GIVEN REQUEST | Retyping should cover only the lines from the one containing "For every instance of the green" through the final line of the records, with pictures omitted.

Recorded data
•••

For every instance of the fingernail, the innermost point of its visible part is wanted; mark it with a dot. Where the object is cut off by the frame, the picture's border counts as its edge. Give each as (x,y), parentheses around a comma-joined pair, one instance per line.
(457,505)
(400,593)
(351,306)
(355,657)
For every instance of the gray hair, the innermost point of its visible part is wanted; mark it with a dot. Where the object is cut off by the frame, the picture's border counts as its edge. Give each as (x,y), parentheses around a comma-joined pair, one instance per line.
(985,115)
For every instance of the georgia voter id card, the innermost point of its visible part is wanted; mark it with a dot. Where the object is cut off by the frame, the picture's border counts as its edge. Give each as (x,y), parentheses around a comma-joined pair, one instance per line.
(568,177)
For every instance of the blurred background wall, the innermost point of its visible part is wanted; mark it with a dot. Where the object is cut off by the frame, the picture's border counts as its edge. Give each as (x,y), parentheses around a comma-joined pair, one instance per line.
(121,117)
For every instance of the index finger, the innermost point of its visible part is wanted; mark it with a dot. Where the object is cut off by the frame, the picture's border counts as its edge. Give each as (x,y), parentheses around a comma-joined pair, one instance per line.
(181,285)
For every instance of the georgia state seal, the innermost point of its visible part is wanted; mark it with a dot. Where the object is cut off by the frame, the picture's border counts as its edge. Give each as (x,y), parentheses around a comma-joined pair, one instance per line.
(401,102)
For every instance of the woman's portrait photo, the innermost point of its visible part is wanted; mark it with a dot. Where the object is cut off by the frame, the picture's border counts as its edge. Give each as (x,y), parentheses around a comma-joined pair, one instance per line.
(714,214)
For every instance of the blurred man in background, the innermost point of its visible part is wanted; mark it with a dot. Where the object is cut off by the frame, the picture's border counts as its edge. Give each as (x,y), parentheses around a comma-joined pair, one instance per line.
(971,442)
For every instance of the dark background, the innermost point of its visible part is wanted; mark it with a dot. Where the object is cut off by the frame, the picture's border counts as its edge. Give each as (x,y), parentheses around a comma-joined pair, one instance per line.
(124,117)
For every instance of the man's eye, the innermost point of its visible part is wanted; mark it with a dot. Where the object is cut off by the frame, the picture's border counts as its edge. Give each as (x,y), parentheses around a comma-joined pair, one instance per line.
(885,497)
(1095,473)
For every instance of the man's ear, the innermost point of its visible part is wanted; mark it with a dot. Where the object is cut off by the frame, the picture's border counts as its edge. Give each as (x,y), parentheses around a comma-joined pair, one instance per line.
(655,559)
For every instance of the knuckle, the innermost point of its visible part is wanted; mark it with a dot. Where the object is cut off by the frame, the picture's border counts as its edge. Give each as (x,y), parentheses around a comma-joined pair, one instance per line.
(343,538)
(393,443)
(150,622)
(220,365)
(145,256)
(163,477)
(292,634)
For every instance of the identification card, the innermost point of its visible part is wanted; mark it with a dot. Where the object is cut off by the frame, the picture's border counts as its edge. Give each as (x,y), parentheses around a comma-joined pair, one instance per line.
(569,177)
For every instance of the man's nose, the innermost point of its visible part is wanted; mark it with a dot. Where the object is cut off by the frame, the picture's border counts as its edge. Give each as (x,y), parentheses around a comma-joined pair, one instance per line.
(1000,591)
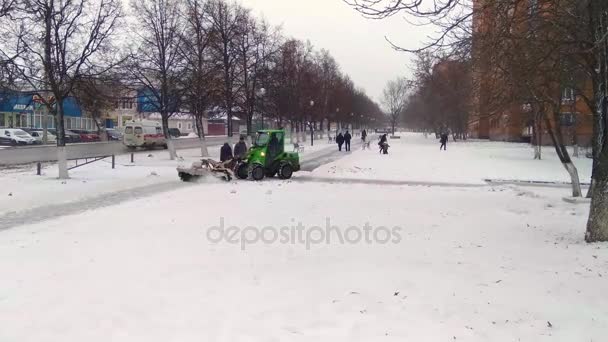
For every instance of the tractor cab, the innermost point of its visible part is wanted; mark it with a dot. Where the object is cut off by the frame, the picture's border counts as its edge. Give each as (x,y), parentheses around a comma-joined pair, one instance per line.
(267,157)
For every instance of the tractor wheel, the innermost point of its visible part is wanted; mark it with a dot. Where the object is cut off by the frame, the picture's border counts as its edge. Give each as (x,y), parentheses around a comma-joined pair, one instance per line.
(285,171)
(242,171)
(186,177)
(256,172)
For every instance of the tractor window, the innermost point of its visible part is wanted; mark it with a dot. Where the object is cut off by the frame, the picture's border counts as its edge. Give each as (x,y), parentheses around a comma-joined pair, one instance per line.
(262,139)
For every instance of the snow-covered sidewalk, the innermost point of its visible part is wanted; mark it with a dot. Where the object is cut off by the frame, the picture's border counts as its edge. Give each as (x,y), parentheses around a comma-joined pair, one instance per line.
(23,190)
(415,158)
(490,263)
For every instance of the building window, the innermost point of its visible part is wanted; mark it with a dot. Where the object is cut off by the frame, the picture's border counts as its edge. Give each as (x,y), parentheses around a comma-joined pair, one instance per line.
(533,7)
(567,119)
(568,95)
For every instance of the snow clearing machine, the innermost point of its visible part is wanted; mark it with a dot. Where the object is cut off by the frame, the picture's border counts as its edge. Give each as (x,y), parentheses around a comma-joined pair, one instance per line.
(265,158)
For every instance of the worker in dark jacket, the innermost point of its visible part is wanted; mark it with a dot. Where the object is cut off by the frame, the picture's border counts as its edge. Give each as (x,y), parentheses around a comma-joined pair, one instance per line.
(225,153)
(347,138)
(444,141)
(240,149)
(340,141)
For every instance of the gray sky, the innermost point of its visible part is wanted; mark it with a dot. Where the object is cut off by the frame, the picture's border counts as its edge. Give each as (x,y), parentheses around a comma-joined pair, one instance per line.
(357,43)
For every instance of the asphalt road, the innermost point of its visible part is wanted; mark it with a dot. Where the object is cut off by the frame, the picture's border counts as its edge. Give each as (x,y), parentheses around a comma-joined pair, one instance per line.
(47,212)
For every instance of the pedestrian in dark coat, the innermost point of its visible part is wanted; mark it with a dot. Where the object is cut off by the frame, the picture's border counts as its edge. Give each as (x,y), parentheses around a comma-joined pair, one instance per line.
(225,153)
(383,139)
(240,149)
(444,142)
(340,141)
(347,138)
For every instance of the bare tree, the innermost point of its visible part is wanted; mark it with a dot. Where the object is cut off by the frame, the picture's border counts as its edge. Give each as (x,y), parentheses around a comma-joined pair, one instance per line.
(257,43)
(227,20)
(157,66)
(202,81)
(395,97)
(59,43)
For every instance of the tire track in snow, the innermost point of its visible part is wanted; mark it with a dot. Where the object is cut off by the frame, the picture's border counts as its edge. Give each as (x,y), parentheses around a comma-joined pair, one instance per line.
(48,212)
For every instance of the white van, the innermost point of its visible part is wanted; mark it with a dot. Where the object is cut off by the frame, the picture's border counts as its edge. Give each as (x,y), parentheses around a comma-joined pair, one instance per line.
(14,136)
(144,133)
(38,135)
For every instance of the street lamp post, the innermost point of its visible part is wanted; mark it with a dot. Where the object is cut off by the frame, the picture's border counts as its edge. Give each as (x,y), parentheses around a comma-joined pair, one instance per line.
(312,134)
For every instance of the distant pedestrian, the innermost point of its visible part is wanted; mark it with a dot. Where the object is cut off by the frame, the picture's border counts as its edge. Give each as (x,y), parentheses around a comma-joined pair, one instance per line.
(347,138)
(225,153)
(240,149)
(444,141)
(382,141)
(340,141)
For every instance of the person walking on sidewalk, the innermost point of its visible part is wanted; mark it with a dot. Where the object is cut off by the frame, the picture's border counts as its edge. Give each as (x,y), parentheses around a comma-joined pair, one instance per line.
(347,138)
(225,153)
(240,148)
(381,142)
(444,141)
(340,141)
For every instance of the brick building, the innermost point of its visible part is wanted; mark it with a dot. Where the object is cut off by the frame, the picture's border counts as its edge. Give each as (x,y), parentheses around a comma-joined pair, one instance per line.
(512,119)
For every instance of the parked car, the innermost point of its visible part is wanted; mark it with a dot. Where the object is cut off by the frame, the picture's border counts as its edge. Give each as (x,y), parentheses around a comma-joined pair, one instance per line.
(31,132)
(70,137)
(39,134)
(114,135)
(144,133)
(87,136)
(175,133)
(15,136)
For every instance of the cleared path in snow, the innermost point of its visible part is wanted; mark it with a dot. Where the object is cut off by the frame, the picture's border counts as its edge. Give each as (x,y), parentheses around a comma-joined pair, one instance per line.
(39,214)
(47,212)
(327,155)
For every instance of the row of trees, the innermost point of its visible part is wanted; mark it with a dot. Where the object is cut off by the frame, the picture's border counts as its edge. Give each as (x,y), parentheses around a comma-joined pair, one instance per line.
(182,55)
(440,99)
(528,53)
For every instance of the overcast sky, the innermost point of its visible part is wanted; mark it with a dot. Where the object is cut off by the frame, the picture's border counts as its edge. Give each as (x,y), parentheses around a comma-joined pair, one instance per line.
(357,43)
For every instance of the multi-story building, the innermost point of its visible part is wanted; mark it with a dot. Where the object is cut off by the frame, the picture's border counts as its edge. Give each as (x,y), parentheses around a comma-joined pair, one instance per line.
(498,115)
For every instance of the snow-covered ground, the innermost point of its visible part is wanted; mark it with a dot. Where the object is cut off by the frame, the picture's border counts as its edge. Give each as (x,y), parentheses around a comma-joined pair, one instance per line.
(463,162)
(21,188)
(487,263)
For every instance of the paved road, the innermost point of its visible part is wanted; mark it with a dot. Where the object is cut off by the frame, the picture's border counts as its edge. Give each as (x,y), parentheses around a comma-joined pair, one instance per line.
(326,156)
(43,213)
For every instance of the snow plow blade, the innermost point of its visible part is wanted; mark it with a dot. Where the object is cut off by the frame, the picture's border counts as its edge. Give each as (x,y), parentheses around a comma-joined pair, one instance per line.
(205,168)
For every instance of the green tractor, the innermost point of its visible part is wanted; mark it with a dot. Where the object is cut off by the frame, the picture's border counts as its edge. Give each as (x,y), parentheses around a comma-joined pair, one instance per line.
(267,158)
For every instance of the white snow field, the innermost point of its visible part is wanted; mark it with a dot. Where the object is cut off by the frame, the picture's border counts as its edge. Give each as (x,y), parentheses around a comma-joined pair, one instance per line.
(463,162)
(463,263)
(152,168)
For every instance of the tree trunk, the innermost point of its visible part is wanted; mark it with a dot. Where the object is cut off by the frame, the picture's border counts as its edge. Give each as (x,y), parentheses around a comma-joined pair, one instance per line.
(576,185)
(62,162)
(200,130)
(564,157)
(597,225)
(170,146)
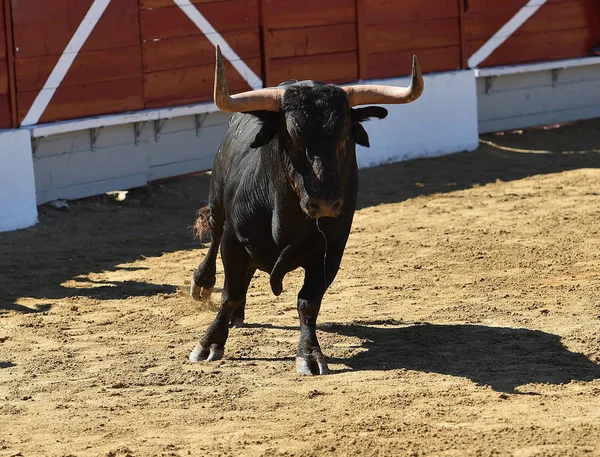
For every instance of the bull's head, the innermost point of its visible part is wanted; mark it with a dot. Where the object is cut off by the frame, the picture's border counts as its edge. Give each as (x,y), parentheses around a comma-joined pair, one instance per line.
(316,128)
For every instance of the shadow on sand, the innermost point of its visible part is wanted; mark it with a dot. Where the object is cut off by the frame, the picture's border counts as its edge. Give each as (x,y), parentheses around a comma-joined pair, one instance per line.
(500,357)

•••

THE RESPONSE |
For every instance of the green tractor, the innermost point of its visible part is wanted; mark it with a dot. Where the object is cut off by the frame, the picture's border counts as its edge. Give each as (x,y), parentheses around a comma-joined pair, one instance per line.
(267,158)
For every instance of the white snow field, the innermost point of its visible part is wanted; mark it with a dot. Where the object is cut off by the frame, the picture's border counts as its edge. Give each as (x,y), parentheses around a comma-joined pair, one instance per line.
(463,162)
(463,263)
(152,168)
For every instance of the tree trunk, the innermost point of its visible part is wanted; mark it with a dot. Where the object is cut off by the frame, the picture's border counts as its edge. Give each as (x,y), parentheses around a comma-joined pair, one instance per line.
(576,185)
(62,162)
(200,130)
(564,157)
(597,225)
(170,146)
For every instance of the bull's head, the innermost point of its visible part is wanted; mark it with a dot. Where the object is cut off by the frame, the picture's border counts as its edge. Give each as (x,y), parentheses around a comma-joined pair, one instance per line.
(316,128)
For every instance of the shadow on sand, the innermost point of its visible part is wanted; mark it with a dot. Where the object is cut off by the frame, the picture's border counts as its edge. Give each as (x,y), parentheses around a comma-joined pair, one instance per line.
(500,357)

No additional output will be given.